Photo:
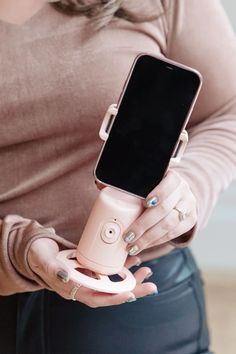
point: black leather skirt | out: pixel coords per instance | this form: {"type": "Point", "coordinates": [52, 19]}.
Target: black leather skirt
{"type": "Point", "coordinates": [172, 322]}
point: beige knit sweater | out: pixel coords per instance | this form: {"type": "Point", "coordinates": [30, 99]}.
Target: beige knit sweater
{"type": "Point", "coordinates": [56, 84]}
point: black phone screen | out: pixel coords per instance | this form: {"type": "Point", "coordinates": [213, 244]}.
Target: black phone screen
{"type": "Point", "coordinates": [151, 114]}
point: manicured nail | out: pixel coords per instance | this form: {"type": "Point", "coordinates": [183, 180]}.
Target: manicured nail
{"type": "Point", "coordinates": [149, 275]}
{"type": "Point", "coordinates": [133, 250]}
{"type": "Point", "coordinates": [131, 299]}
{"type": "Point", "coordinates": [63, 276]}
{"type": "Point", "coordinates": [153, 293]}
{"type": "Point", "coordinates": [129, 237]}
{"type": "Point", "coordinates": [150, 203]}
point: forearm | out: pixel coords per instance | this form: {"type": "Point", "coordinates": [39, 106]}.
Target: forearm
{"type": "Point", "coordinates": [17, 234]}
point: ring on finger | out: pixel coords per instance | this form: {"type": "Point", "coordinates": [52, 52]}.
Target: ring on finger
{"type": "Point", "coordinates": [74, 292]}
{"type": "Point", "coordinates": [181, 213]}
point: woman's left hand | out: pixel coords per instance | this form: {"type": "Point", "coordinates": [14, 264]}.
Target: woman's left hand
{"type": "Point", "coordinates": [170, 211]}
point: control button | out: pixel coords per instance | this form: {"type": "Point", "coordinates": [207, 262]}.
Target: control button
{"type": "Point", "coordinates": [110, 232]}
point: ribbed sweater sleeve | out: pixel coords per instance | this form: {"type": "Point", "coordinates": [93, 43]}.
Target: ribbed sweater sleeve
{"type": "Point", "coordinates": [17, 234]}
{"type": "Point", "coordinates": [200, 36]}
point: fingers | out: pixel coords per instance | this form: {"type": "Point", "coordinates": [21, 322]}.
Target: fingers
{"type": "Point", "coordinates": [173, 216]}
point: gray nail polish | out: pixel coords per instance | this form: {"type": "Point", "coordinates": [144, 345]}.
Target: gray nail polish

****

▶ **Exercise aim**
Set down all the entries above verbatim, and include none of the pictures.

▶ **Reply to the task**
Photo:
point: black leather skirt | out: pixel coords per instance | this form: {"type": "Point", "coordinates": [52, 19]}.
Target: black leather skirt
{"type": "Point", "coordinates": [172, 322]}
point: beige knit sweater | out: pixel coords per instance | this form: {"type": "Point", "coordinates": [30, 99]}.
Target: beige knit sweater
{"type": "Point", "coordinates": [56, 84]}
point: black phone screen | out: pixel coords per instance | this form: {"type": "Point", "coordinates": [213, 244]}.
Target: black phone screen
{"type": "Point", "coordinates": [151, 114]}
point: manicured nail | out: pixel coords per instance | this form: {"type": "Point", "coordinates": [183, 180]}.
Target: manicured nail
{"type": "Point", "coordinates": [149, 275]}
{"type": "Point", "coordinates": [133, 250]}
{"type": "Point", "coordinates": [131, 299]}
{"type": "Point", "coordinates": [63, 276]}
{"type": "Point", "coordinates": [153, 293]}
{"type": "Point", "coordinates": [129, 237]}
{"type": "Point", "coordinates": [150, 203]}
point: forearm | out: pixel coords per instance | this form: {"type": "Point", "coordinates": [39, 106]}.
Target: forearm
{"type": "Point", "coordinates": [17, 234]}
point: ring on finger | out: pixel coords per instance | this form: {"type": "Point", "coordinates": [52, 52]}.
Target: ring on finger
{"type": "Point", "coordinates": [74, 292]}
{"type": "Point", "coordinates": [181, 213]}
point: woman's left hand | out: pixel coords per instance | this form: {"type": "Point", "coordinates": [14, 264]}.
Target: woman's left hand
{"type": "Point", "coordinates": [170, 211]}
point: control button | out: pixel coords per instance | this form: {"type": "Point", "coordinates": [207, 262]}.
Target: control button
{"type": "Point", "coordinates": [110, 232]}
point: ribbed sweater sleeve | out: pixel coords per instance | this form: {"type": "Point", "coordinates": [93, 43]}.
Target: ribbed sweater sleeve
{"type": "Point", "coordinates": [17, 234]}
{"type": "Point", "coordinates": [200, 36]}
point: fingers | out: pixel coords per instance | this form: {"type": "Point", "coordinates": [21, 322]}.
Target: fingers
{"type": "Point", "coordinates": [173, 216]}
point: gray nail polish | out: pixel coords per instance | this form: {"type": "Point", "coordinates": [144, 345]}.
Target: gray nail polish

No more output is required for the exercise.